Each record must be repeated exactly. None may be dropped.

**Dataset records:**

◇ ◇ ◇ ◇ ◇ ◇ ◇

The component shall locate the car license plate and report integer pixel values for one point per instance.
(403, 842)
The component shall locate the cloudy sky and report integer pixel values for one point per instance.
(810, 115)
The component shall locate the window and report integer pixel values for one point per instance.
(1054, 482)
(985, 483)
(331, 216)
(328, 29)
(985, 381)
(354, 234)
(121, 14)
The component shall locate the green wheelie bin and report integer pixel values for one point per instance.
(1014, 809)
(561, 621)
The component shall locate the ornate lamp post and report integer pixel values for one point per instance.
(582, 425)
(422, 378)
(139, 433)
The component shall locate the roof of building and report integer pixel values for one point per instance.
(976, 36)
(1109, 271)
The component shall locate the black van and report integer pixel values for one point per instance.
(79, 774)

◇ ◇ ◇ ◇ ◇ ◇ ◇

**FINAL ANSWER:**
The component shall locate the car license plate and report integer pixel values for one point per instance.
(403, 842)
The component shall locate the cloudy sky and report integer pixel values for one point per instance.
(810, 115)
The component shall locate the window and report integer pixel values for one point per instance.
(1054, 482)
(985, 483)
(331, 216)
(328, 29)
(985, 381)
(354, 234)
(121, 14)
The component shall locate the green wheelie bin and report integer pixel values for one point per instance.
(1014, 809)
(561, 621)
The component shall locate the ornate lamp post and report integer pixel values for one point per instance.
(582, 425)
(422, 378)
(139, 433)
The component shall locate the roof of building and report integer pixel values for one point per instance.
(976, 36)
(1109, 271)
The component shall locate the black van and report integer pixel values for one point per instance.
(79, 774)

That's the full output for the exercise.